- [Required work]: Please convert the material below into a Markdown table with two columns, Row and Line, giving each line its own numbered row and leaving out blank lines.

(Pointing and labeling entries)
§

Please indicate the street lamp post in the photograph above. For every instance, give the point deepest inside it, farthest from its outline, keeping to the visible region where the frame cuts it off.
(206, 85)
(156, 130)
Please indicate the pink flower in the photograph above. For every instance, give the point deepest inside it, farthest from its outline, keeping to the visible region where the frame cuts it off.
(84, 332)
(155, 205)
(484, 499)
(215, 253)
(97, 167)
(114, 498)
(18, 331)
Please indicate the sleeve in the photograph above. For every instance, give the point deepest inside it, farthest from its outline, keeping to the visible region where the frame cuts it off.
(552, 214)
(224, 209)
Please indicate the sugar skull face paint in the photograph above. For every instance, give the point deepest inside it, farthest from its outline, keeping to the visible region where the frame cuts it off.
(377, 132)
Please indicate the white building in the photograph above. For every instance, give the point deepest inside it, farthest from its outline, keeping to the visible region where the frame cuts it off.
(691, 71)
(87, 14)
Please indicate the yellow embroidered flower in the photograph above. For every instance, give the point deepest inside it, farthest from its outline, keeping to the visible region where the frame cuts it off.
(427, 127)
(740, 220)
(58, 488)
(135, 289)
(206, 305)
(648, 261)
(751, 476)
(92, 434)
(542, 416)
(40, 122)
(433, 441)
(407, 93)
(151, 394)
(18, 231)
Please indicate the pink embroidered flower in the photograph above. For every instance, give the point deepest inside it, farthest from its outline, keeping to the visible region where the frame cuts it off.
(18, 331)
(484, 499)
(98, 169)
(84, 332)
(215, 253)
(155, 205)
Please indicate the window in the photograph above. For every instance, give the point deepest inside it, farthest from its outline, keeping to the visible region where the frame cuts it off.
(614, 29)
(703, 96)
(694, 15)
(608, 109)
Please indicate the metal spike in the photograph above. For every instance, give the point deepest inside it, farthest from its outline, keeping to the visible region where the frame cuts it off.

§

- [Answer to the exercise]:
| Row | Line |
|---|---|
| 1 | Please indicate the street lamp post in the photograph above. For every instance, give the point deepest inside it, farthest from its outline, keeping to the visible region where the frame cuts it off. |
| 2 | (206, 85) |
| 3 | (156, 130) |
| 4 | Please indicate the pink flower in the photograph above. For every instance, give the point deepest inside it, farthest from its outline, keeping to the visible region where the frame cuts it off. |
| 5 | (84, 332) |
| 6 | (155, 205) |
| 7 | (484, 499) |
| 8 | (215, 253) |
| 9 | (97, 167) |
| 10 | (114, 498) |
| 11 | (18, 331) |
| 12 | Please indicate the sleeve in the photograph above. For every instance, give the point deepest inside it, farthest from its outline, keeping to the visible region where the frame cuts it off. |
| 13 | (552, 214) |
| 14 | (224, 209) |
| 15 | Please indicate the sugar skull face paint in the photograph above. For every instance, give the point deepest inside it, farthest from its outline, keeping to the visible region where the frame cuts it off. |
| 16 | (377, 132) |
| 17 | Please indicate the white building in the photograph above. For every instance, give the point deepest inside it, farthest from its outline, keeping to the visible region where the frame cuts it off. |
| 18 | (691, 71) |
| 19 | (87, 14) |
| 20 | Please indicate the yellow embroidered flower in the photograph above. For every instance, give the point deepest inside it, farthest from its outline, keeping to the visible region where the frame cuts it off. |
| 21 | (427, 127) |
| 22 | (740, 220) |
| 23 | (58, 488) |
| 24 | (135, 289) |
| 25 | (206, 305) |
| 26 | (648, 261) |
| 27 | (751, 476) |
| 28 | (92, 434) |
| 29 | (542, 416) |
| 30 | (40, 122) |
| 31 | (433, 441) |
| 32 | (407, 93) |
| 33 | (151, 394) |
| 34 | (18, 231) |
| 35 | Please indicate the pink embroidered flower in the photograph above. For every instance, give the point deepest inside it, farthest from its outline, keeping to the visible region where the frame cuts it off. |
| 36 | (18, 331) |
| 37 | (484, 499) |
| 38 | (98, 169) |
| 39 | (84, 332) |
| 40 | (215, 253) |
| 41 | (155, 205) |
| 42 | Please indicate the window in the photograph above. For every instance, give the point deepest inside it, farthest from its outline, keeping to the visible region where the frame cuts it off. |
| 43 | (614, 29) |
| 44 | (703, 96) |
| 45 | (694, 15) |
| 46 | (608, 109) |
| 47 | Please indicate the metal spike in the photograph above. For every instance, give the point deepest inside it, farthest from its outline, keeping to the visible region where the frame cuts it off. |